[Referring expression pointing data]

○ ○ ○

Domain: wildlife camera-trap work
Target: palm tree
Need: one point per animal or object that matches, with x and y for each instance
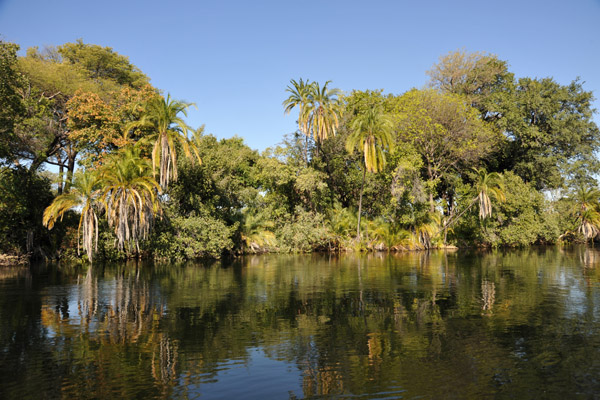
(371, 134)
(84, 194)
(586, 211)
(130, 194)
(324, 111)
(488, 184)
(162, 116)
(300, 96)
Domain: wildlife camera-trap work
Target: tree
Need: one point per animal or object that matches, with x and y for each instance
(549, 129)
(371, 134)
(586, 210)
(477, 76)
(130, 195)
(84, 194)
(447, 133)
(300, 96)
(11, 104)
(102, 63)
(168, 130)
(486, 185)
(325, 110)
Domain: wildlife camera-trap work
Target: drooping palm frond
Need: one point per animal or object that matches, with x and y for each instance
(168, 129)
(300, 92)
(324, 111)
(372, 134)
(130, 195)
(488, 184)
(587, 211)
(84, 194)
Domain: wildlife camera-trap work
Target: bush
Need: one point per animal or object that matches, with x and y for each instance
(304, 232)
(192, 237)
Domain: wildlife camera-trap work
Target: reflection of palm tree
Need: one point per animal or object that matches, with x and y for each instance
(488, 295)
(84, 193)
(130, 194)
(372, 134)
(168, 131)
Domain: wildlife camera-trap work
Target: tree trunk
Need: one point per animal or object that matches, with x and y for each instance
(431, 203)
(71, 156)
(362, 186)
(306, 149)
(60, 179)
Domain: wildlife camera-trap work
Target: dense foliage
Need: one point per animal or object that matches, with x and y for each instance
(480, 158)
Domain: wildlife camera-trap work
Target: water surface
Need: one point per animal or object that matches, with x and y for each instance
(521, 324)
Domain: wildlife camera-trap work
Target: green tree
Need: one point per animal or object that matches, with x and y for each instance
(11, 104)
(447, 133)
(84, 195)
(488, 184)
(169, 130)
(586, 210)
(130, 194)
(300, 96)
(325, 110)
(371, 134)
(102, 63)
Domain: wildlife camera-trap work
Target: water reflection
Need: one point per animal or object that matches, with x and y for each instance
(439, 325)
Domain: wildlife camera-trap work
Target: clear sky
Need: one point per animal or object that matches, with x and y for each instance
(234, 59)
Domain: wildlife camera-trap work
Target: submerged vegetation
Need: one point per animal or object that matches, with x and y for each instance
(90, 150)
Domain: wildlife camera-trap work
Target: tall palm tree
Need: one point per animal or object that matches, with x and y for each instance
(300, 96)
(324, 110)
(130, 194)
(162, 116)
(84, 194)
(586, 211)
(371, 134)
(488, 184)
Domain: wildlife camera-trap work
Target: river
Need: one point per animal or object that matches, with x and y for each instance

○ ○ ○

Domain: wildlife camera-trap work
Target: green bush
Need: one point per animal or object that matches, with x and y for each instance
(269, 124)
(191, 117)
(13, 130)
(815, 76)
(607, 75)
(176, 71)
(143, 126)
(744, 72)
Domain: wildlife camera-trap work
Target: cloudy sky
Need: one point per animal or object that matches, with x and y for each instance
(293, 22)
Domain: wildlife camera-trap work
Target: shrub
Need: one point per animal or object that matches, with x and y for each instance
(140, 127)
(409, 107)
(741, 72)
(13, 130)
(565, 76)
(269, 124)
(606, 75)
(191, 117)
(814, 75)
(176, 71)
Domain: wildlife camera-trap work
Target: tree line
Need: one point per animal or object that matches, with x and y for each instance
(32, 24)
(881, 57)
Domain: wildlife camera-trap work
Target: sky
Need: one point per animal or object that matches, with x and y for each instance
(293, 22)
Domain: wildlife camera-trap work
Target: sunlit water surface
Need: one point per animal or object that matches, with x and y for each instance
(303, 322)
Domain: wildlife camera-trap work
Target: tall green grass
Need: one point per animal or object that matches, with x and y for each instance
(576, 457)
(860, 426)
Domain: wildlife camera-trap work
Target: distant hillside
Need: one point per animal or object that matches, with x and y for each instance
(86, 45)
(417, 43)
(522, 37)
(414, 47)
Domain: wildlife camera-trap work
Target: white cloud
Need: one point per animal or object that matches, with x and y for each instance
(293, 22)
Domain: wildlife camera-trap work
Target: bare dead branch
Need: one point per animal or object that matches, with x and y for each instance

○ ○ ○

### EXERCISE AIM
Please reproduce the lines from the line with "Target: dense foliage" to the line with "Target: green tree", both ends included, exactly as they appear above.

### ANSWER SPACE
Target: dense foliage
Need: one point per animal or object that matches, with x and y for each instance
(480, 158)
Domain: wildlife camera-trap work
Target: water surface
Need: one point per animal or object that matches, with x and y for each instance
(521, 324)
Domain: wildlife camera-trap work
Target: green tree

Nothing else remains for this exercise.